- **SHORT EXERCISE 1**: Reproduce the passage on ruthenium and osmium verbatim, from "For osmium, Moraht" down to "with potassium permanganate).".

Ruthenium and osmium, obtained by the ignition or reduction of their compounds in the form of powder, have a density considerably less than in the fused form, and differ in this condition in their capacity for reaction; they are much more difficultly fused than platinum and iridium, although ruthenium is more fusible than osmium. Ruthenium in powder has a specific gravity of 8·5, the fused metal of 12·2; osmium in powder has a specific gravity of 20·0, and when semi-fused—or, more strictly speaking, agglomerated—in the oxyhydrogen flame, of 21·4, and fused 22·5. The powder of slightly-heated osmium oxidises very easily in the air, and when ignited burns like tinder, directly forming the odoriferous osmic anhydride (hence its name, from the Greek word signifying odour); ruthenium also oxidises when heated in air, but with more difficulty, forming the oxide RuO2. The oxides of the types RO, R2O3, and RO2 (and their hydrates) obtained by reduction from the higher oxides, and also from the chlorides, are analogous to those given by the other platinum metals, in which respect osmium and ruthenium closely resemble them. We may also remark that ruthenium has been found in the platinum deposits of Borneo in the form of laurite, Ru2S3, in grey octahedra of sp. gr. 7·0.
For osmium, Moraht and Wischin (1893) obtained free osmic acid, H2OsO4, by decomposing K2OsO4 with water, and precipitating with alcohol in a current of hydrogen (because in air volatile OsO4 is formed); with H2S, osmic acid gives OsO3(HS)2 at the ordinary temperature.
Debray and Joly showed that ruthenic anhydride, RuO4, fuses at 25°, boils at 100°, and evolves oxygen when dissolved in potash, forming the salt KRuO4 (not isomorphous with potassium permanganate).
Joly (1891), who studied the ruthenium compounds in greater detail, showed that the easily-formed KRuO4 gives RuKO4RuO3 when ignited, but it resembles KMnO4 in many respects. In general, Ru has much in common with Mn. Joly (1889) also showed that if KNO3 be added to a solution of RuCl3 containing HCl, the solution becomes hot, and a salt, RuCl3NO2KCl, is formed, which enters into double decomposition and is very stable. Moreover, if RuCl3 be treated with an excess of nitric acid, it forms a salt, RuCl3NOH2O, after being heated (to boiling) and the addition of HCl. The vapour density of RuO4, determined by Debray and Joly, corresponds to that formula.

- **RECORDS TO PROCESS**:
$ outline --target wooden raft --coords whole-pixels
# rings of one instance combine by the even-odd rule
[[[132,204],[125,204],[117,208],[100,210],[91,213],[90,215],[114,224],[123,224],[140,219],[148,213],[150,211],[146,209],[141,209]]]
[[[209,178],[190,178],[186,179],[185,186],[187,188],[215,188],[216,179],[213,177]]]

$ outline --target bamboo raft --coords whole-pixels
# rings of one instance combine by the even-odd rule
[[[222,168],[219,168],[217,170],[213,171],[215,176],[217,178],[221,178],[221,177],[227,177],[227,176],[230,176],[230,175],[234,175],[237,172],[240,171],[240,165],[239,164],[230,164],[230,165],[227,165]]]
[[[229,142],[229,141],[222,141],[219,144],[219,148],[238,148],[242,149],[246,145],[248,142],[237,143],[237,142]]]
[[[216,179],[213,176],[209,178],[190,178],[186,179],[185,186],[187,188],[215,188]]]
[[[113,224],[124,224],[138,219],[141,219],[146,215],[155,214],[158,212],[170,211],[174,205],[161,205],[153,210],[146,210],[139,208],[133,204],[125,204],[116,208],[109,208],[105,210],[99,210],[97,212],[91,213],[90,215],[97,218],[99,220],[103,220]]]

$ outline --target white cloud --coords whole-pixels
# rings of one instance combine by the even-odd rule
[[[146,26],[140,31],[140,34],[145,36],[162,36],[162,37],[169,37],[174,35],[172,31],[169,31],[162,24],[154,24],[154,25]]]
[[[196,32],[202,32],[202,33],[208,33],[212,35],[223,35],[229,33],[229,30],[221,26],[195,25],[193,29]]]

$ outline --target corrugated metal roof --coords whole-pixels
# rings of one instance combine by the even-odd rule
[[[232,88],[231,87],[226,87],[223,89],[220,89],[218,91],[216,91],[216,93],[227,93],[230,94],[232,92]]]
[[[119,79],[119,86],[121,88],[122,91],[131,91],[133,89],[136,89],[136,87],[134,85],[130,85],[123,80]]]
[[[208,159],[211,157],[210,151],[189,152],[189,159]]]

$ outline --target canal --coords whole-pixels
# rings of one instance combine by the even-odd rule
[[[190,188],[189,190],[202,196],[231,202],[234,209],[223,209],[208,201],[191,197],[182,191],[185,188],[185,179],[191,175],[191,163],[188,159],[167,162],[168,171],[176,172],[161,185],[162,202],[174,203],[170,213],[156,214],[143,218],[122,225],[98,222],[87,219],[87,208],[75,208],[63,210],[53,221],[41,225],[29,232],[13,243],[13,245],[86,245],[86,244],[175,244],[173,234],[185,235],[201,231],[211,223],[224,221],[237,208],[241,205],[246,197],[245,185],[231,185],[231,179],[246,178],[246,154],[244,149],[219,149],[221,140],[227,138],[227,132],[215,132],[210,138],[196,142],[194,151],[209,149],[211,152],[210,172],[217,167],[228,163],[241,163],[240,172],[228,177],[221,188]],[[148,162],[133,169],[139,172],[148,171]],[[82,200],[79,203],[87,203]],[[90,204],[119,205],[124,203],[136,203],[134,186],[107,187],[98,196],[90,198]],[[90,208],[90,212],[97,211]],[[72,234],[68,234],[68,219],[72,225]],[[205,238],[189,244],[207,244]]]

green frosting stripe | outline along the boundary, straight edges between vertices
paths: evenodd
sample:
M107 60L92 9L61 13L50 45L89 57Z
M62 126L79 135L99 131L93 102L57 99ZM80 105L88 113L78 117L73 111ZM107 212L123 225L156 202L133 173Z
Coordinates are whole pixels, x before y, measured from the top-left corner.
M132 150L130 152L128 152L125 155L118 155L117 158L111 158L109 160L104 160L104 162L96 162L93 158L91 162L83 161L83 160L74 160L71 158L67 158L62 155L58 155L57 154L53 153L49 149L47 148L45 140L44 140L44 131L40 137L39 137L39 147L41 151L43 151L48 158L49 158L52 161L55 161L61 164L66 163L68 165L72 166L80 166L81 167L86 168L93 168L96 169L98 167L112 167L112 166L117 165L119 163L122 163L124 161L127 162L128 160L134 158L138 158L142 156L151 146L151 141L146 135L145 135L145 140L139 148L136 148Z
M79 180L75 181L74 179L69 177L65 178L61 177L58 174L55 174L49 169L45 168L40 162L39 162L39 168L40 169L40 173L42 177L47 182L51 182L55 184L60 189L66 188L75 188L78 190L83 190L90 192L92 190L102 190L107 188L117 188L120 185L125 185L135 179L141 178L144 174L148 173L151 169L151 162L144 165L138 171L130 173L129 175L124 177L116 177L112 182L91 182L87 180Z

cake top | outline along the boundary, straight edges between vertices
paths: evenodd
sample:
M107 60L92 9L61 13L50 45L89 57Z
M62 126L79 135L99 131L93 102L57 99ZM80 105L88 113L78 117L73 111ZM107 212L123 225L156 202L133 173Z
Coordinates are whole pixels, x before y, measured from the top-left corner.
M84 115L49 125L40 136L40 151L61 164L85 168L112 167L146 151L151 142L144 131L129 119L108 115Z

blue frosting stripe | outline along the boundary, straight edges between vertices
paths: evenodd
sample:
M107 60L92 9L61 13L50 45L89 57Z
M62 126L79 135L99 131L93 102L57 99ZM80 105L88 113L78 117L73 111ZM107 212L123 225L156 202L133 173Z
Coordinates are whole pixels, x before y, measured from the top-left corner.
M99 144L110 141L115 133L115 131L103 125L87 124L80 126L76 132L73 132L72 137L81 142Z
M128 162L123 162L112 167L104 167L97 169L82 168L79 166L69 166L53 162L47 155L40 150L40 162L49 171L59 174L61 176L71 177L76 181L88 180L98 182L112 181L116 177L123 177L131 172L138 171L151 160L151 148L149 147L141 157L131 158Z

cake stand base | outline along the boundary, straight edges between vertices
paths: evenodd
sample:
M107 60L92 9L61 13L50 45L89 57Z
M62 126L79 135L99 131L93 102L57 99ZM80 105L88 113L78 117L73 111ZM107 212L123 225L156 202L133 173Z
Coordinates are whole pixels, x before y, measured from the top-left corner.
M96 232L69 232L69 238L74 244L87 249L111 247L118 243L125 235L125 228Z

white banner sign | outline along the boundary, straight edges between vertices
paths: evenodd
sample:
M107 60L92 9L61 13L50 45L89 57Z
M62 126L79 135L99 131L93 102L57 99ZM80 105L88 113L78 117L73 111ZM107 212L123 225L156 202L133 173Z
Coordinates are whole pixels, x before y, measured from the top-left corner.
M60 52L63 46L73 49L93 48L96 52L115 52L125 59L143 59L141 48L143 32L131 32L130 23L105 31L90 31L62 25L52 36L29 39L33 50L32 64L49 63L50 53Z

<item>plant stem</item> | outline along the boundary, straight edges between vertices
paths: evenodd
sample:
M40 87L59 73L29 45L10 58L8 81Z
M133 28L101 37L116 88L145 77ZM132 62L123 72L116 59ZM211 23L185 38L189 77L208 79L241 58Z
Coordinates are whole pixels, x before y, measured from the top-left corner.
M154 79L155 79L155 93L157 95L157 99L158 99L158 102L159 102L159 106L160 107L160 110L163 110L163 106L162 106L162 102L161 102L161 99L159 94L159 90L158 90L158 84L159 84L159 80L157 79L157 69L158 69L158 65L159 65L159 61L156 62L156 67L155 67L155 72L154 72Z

- **SHORT EXERCISE 2**: In the entries, rewrite everything from the start down to the line containing "[[[208,159],[211,157],[210,151],[189,152],[189,159]]]", replacing "white cloud" with "storm cloud" and leaving all else unchanged. Return only those lines.

- **PROBLEM SOLUTION 1**:
For osmium, Moraht and Wischin (1893) obtained free osmic acid, H2OsO4, by decomposing K2OsO4 with water, and precipitating with alcohol in a current of hydrogen (because in air volatile OsO4 is formed); with H2S, osmic acid gives OsO3(HS)2 at the ordinary temperature.
Debray and Joly showed that ruthenic anhydride, RuO4, fuses at 25°, boils at 100°, and evolves oxygen when dissolved in potash, forming the salt KRuO4 (not isomorphous with potassium permanganate).

- **PROBLEM SOLUTION 2**:
$ outline --target wooden raft --coords whole-pixels
# rings of one instance combine by the even-odd rule
[[[132,204],[125,204],[117,208],[100,210],[91,213],[90,215],[114,224],[123,224],[140,219],[148,213],[150,211],[146,209],[141,209]]]
[[[209,178],[190,178],[186,179],[185,186],[187,188],[215,188],[216,179],[213,177]]]

$ outline --target bamboo raft --coords whole-pixels
# rings of one instance combine by the even-odd rule
[[[222,168],[219,168],[217,170],[213,171],[215,176],[217,178],[221,178],[221,177],[227,177],[227,176],[230,176],[230,175],[234,175],[237,172],[240,171],[240,165],[239,164],[230,164],[230,165],[227,165]]]
[[[229,142],[229,141],[222,141],[219,144],[219,148],[238,148],[242,149],[246,145],[248,142],[237,143],[237,142]]]
[[[216,179],[213,176],[209,178],[190,178],[186,179],[185,186],[187,188],[215,188]]]
[[[113,224],[124,224],[138,219],[141,219],[146,215],[155,214],[158,212],[170,211],[174,205],[161,205],[153,210],[146,210],[139,208],[133,204],[125,204],[116,208],[109,208],[105,210],[99,210],[97,212],[91,213],[90,215],[97,218],[99,220],[103,220]]]

$ outline --target storm cloud --coords whole-pixels
# rings of one instance combine by the even-odd rule
[[[146,26],[140,31],[140,34],[145,36],[162,36],[162,37],[169,37],[174,35],[172,31],[169,31],[162,24],[154,24],[154,25]]]
[[[196,32],[202,32],[202,33],[208,33],[212,35],[223,35],[229,33],[229,30],[221,26],[195,25],[193,29]]]

$ outline --target corrugated metal roof --coords whole-pixels
# rings of one instance combine by the even-odd rule
[[[232,88],[231,87],[226,87],[223,89],[220,89],[218,91],[216,91],[216,93],[227,93],[230,94],[232,92]]]
[[[119,79],[119,86],[121,88],[122,91],[131,91],[133,89],[136,89],[136,87],[134,85],[130,85],[123,80]]]
[[[208,159],[211,157],[210,151],[189,152],[189,159]]]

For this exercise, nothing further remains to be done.